*PROVIDED TEXT*.
***

[Gluster-devel] [erik.jacobson at hpe.com: [Gluster-users] gluster forcing IPV6 on our IPV4 servers, glusterd fails (was gluster update question regarding new DNS resolution requirement)]

Yaniv Kaul ykaul at redhat.com
Tue Sep 21 15:42:56 UTC 2021


Perhaps part of the problem is that is that if we DISABLE the IPv6 support
in ./configure time, I don't expect to see lines such as
(from af_inet_client_get_remote_sockaddr() function):
    if (inet_pton(AF_INET6, remote_host, &serveraddr)) {
        sockaddr->sa_family = AF_INET6;
    }

    /* TODO: gf_resolve is a blocking call. kick in some
       non blocking dns techniques */
    ret = gf_resolve_ip6(remote_host, remote_port, sockaddr->sa_family,
                         &this->dnscache, &addr_info);
    if (ret == -1) {
        gf_log(this->name, GF_LOG_ERROR, "DNS resolution failed on host %s",
               remote_host);
        goto err;
    }

In the code as enabled.

However, I do feel 'transport.address-family' should have been set to IPv4
to force IPv4 regardless.
Then the question is why socket_client_get_remote_sockaddr() is
calling client_fill_address_family() to get the family address, but then
the next flow, a call to af_inet_client_get_remote_sockaddr() - which has
this information, but ignores it (as we see above).
Y.


On Tue, Sep 21, 2021 at 12:12 PM Erik Jacobson <erik.jacobson at hpe.com>
wrote:

> Dear devel team -
>
> I botched the email address here. I type "hpcm-devel" like 30 times a
> day so I mistyped that. Sorry about that.
>
> Any advice appreciated and see attached patch that "gets it going for
> us" but obviously not something you could release.
>
> Erik
>
>
>
> ---------- Forwarded message ----------
> From: Erik Jacobson <erik.jacobson at hpe.com>
> To: gluster-users at gluster.org, hpcm-devel at gluster.org
> Cc:
> Bcc:
> Date: Mon, 20 Sep 2021 16:46:12 -0500
> Subject: [Gluster-users] gluster forcing IPV6 on our IPV4 servers,
> glusterd fails (was gluster update question regarding new DNS resolution
> requirement)
> I pretended I'm a low-level C programmer with network and filesystem
> experience for a few hours.
>
> I'm not sure what the right solution is but what was happening was the
> code was trying to treat our IPV4 hosts as AF_INET6 and the family was
> incompatible with our IPV4 IP addresses. Yes, we need to move to IPV6
> but we're hoping to do that on our own time (~50 years like everybody
> else :)
>
> I found a chunk of the code that seemed to be force-setting us to
> AF_INET6.
>
> While I'm sure it is not 100% the correct patch, the patch attached and
> pasted below is working for me so I'll integrate it with our internal
> build to continue testing.

***

*GIVEN DATA*.
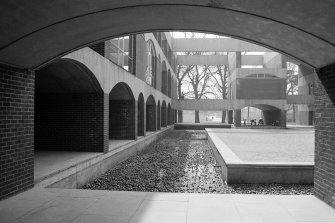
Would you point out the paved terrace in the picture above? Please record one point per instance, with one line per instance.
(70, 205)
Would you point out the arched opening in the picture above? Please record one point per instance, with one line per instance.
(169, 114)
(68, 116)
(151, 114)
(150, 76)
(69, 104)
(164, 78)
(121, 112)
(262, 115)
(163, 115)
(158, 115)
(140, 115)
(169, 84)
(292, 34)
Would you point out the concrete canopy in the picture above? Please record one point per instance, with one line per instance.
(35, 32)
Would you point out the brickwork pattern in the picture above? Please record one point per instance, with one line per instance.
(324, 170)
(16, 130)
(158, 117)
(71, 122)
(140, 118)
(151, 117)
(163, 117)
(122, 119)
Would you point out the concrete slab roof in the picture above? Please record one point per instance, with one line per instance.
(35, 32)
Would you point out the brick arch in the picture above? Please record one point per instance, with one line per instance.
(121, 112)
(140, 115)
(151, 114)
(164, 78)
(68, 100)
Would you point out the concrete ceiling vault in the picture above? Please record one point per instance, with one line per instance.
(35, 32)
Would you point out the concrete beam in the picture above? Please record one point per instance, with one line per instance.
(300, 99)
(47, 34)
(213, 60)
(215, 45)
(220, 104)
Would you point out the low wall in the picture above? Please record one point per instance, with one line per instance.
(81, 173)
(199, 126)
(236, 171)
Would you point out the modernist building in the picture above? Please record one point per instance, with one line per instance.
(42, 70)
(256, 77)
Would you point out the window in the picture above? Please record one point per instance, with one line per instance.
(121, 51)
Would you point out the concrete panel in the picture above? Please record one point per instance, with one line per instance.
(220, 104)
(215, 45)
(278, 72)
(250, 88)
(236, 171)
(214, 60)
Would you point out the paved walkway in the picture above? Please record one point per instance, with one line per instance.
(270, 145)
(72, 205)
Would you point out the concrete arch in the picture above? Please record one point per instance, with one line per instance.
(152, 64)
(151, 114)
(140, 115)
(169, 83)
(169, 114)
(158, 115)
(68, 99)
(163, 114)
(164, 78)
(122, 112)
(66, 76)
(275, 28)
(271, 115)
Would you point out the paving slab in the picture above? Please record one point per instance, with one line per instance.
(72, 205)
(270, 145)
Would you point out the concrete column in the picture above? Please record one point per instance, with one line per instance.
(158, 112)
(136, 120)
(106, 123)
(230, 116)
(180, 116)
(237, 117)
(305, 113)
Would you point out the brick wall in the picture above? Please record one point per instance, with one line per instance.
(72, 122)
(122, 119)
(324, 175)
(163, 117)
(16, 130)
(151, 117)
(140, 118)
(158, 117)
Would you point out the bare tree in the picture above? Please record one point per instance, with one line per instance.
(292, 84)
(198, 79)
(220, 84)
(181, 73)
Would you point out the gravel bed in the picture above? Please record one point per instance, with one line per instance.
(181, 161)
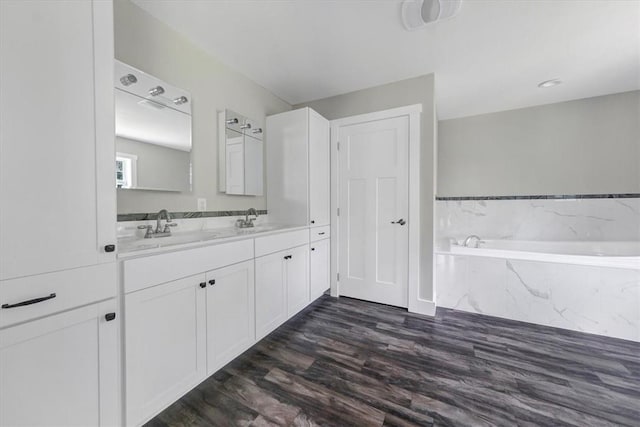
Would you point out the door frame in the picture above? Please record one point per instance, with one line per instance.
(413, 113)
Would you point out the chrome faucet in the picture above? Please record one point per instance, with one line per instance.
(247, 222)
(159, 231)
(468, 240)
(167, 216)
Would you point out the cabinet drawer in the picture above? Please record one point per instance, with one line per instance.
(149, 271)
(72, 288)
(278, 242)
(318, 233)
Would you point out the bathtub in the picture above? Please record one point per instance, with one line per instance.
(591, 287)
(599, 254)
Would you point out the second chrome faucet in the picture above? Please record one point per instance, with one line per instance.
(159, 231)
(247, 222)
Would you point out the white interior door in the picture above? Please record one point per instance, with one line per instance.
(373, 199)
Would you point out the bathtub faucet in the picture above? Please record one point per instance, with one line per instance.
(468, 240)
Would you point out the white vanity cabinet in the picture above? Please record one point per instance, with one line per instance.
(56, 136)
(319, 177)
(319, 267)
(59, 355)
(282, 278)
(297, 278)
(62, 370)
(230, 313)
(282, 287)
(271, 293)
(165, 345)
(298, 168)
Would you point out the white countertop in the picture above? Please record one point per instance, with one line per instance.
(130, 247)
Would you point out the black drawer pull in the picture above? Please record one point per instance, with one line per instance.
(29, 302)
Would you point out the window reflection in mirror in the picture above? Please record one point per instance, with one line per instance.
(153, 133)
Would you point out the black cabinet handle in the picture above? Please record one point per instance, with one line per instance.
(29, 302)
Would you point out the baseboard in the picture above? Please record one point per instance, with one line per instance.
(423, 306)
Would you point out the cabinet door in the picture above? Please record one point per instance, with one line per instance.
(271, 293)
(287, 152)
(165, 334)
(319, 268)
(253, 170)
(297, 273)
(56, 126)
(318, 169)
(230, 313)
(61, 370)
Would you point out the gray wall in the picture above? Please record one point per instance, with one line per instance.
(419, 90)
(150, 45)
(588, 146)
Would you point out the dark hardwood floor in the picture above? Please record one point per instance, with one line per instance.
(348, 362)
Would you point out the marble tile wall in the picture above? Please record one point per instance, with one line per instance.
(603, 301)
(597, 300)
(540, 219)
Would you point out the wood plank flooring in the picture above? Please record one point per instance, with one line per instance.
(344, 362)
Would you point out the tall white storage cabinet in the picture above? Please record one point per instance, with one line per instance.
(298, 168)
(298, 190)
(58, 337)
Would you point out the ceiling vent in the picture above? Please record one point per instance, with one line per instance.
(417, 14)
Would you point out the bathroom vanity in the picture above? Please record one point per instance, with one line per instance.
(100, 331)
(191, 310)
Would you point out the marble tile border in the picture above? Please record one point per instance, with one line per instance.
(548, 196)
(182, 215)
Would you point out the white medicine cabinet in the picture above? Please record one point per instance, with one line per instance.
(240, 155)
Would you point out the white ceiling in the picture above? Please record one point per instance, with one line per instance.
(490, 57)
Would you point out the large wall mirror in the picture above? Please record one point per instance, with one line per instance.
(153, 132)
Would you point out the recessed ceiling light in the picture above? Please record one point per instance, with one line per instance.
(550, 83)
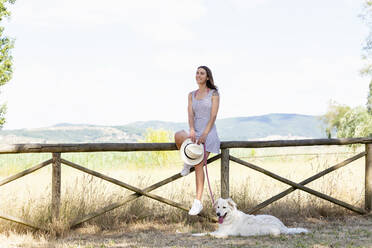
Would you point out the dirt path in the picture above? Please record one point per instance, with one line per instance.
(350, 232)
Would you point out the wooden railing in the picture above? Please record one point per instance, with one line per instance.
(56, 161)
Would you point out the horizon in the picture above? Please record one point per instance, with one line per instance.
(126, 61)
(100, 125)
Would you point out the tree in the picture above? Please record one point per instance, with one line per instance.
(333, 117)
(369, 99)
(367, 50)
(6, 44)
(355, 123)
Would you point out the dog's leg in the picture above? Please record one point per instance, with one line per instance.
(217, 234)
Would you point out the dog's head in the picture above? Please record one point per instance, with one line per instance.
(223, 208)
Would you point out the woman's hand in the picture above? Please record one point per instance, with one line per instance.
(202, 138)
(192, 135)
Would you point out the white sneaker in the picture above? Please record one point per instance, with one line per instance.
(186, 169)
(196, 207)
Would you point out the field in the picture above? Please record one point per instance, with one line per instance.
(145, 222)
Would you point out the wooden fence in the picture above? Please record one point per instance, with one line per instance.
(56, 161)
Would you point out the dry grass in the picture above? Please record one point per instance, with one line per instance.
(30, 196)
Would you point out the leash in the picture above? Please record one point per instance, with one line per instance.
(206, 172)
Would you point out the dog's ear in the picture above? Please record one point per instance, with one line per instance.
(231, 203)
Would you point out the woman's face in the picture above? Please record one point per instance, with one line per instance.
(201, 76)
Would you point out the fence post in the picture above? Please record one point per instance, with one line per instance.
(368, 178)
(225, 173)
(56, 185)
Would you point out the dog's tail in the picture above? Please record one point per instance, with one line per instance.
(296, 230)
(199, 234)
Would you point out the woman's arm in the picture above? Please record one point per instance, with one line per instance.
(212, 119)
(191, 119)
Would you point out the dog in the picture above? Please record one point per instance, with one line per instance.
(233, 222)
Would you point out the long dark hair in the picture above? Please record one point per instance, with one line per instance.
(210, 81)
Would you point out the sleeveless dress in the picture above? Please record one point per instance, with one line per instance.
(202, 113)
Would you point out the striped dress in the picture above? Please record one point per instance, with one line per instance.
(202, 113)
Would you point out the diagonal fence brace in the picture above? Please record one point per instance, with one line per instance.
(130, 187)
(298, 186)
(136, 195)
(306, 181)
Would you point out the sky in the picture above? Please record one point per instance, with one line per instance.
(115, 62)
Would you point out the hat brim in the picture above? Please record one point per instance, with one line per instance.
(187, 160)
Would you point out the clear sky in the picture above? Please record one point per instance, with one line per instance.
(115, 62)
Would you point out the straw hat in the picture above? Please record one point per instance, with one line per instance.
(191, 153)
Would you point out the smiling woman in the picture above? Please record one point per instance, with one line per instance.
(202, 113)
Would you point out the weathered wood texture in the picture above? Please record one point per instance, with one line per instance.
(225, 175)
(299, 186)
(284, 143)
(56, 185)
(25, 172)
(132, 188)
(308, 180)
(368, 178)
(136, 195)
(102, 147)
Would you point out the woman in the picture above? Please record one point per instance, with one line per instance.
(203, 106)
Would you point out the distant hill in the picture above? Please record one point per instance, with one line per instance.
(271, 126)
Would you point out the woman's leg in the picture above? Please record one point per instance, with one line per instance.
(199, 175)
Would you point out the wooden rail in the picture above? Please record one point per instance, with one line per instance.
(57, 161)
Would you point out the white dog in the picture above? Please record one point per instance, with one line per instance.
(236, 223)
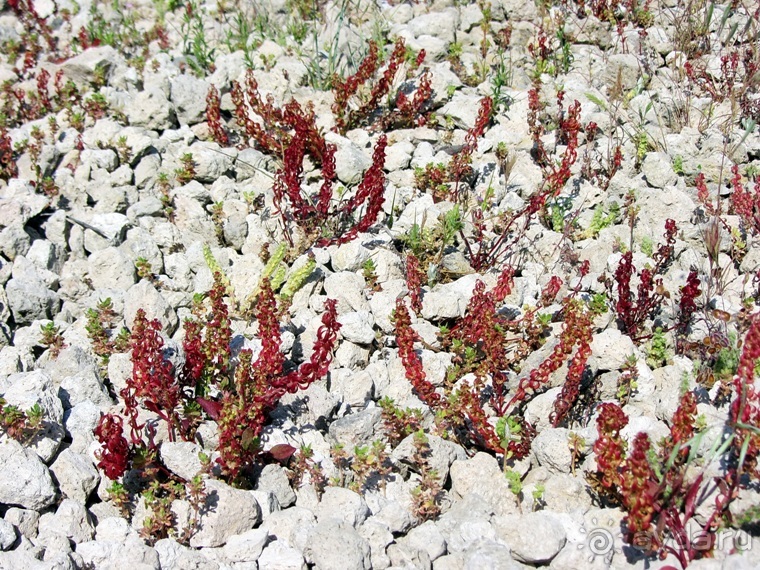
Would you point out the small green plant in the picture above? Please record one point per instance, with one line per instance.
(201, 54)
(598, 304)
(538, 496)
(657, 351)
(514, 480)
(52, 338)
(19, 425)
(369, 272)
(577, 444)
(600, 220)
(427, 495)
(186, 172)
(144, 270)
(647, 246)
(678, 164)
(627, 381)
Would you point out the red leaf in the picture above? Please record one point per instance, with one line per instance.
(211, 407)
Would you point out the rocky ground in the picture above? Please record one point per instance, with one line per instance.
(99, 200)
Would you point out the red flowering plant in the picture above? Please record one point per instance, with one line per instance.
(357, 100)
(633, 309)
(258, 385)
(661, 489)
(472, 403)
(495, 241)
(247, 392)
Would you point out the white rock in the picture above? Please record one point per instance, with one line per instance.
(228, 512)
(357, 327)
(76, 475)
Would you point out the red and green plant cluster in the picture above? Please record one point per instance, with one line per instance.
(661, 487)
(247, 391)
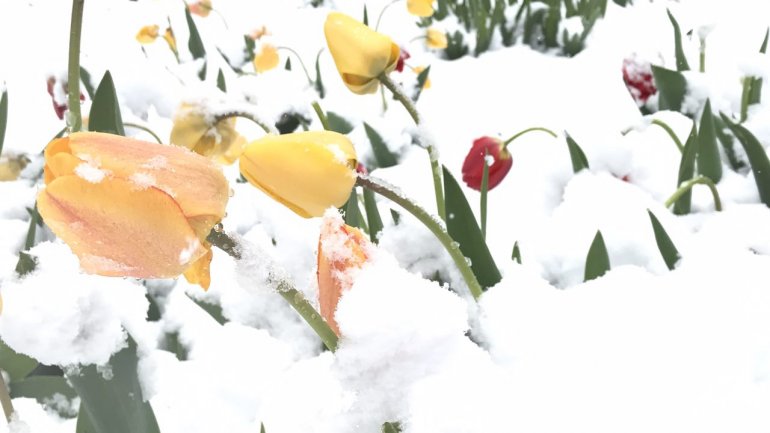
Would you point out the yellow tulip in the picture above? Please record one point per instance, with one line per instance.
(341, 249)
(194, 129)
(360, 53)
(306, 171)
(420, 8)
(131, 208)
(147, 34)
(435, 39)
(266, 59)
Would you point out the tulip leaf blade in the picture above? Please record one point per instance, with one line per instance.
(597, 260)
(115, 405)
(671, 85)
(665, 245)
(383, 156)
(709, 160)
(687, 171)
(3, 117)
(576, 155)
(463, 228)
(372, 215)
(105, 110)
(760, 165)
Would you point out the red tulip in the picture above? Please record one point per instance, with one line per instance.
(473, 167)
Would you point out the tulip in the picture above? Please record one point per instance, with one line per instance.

***

*WRITTEN REQUEST*. Write the next part of the Gluster IPv6 thread, continuing after the sentence about integrating the patch with the internal build.

*OUTPUT OF THE EXERCISE*.
>
> Please let me know if there is a configuration item I missed or a
> different way to do this. I added -devel to this email.
>
> In the previous thread, you would have seen that we're testing a
> hopeful change that will upgrade our deployed customers from gluster
> 7.9 to gluster 9.3.
>
> Thank you!! Advice on next steps would be appreciated !!
>
>
> diff -Narup glusterfs-9.3-ORIG/rpc/rpc-transport/socket/src/name.c
> glusterfs-9.3-NEW/rpc/rpc-transport/socket/src/name.c
> --- glusterfs-9.3-ORIG/rpc/rpc-transport/socket/src/name.c      2021-06-29
> 00:27:44.381408294 -0500
> +++ glusterfs-9.3-NEW/rpc/rpc-transport/socket/src/name.c       2021-09-20
> 16:34:28.969425361 -0500
> @@ -252,9 +252,16 @@ af_inet_client_get_remote_sockaddr(rpc_t
>      /* Need to update transport-address family if address-family is not
> provided
>         to command-line arguments
>      */
> +    /* HPE This is forcing our IPV4 servers in to to an IPV6 address
> +     * family that is not compatible with IPV4. For now we will just set
> it
> +     * to AF_INET.
> +     */
> +    /*
>      if (inet_pton(AF_INET6, remote_host, &serveraddr)) {
>          sockaddr->sa_family = AF_INET6;
>      }
> +    */
> +    sockaddr->sa_family = AF_INET;
>
>      /* TODO: gf_resolve is a blocking call. kick in some
>         non blocking dns techniques */
>
>
> On Mon, Sep 20, 2021 at 11:35:35AM -0500, Erik Jacobson wrote:
> > I missed the other important log snip:
> >
> > The message "E [MSGID: 101075] [common-utils.c:520:gf_resolve_ip6]
> 0-resolver: error in getaddrinfo [{family=10}, {ret=Address family for
> hostname not supported}]" repeated 620 times between [2021-09-20
> 15:49:23.720633 +0000] and [2021-09-20 15:50:41.731542 +0000]
> >
> > So I will dig in to the code some here.
> >
> >
> > On Mon, Sep 20, 2021 at 10:59:30AM -0500, Erik Jacobson wrote:
> > > Hello all! I hope you are well.
> > >
> > > We are starting a new software release cycle and I am trying to find a
> > > way to upgrade customers from our build of gluster 7.9 to our build of
> > > gluster 9.3
> > >
> > > When we deploy gluster, we foribly remove all references to any host
> > > names and use only IP addresses. This is because, if for any reason a
> > > DNS server is unreachable, even if the peer files have IPs and DNS, it
> > > causes glusterd to be unable to reach peers properly. We can't really
> > > rely on /etc/hosts either because customers take artistic licene with
> > > their /etc/hosts files and don't realize that problems that can cause.
> > >
> > > So our deployed peer files look something like this:
> > >
> > > uuid=46a4b506-029d-4750-acfb-894501a88977
> > > state=3
> > > hostname1=172.23.0.16
> > >
> > > That is, with full intention, we avoid host names.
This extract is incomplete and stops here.